Rewrite the lines below as a numbered list, omitting any blank lines.

**** Task material

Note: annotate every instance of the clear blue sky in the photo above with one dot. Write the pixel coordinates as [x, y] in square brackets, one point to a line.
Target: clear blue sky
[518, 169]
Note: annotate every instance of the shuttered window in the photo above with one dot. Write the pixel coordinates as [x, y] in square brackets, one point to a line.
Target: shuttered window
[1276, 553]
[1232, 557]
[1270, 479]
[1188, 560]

********

- Task answer:
1. Note: annotate every instance of the clear blue sky in the photo above with one dot. Write the pixel coordinates as [x, y] in square brackets, one point to a line.
2. Target: clear blue sky
3. [518, 169]
4. Note: annotate every instance of the shuttered window in the photo above with one dot. Write the pixel coordinates as [x, y] in square brackets, one point to a line.
5. Target: shuttered window
6. [1276, 553]
7. [1232, 557]
8. [1270, 479]
9. [1188, 560]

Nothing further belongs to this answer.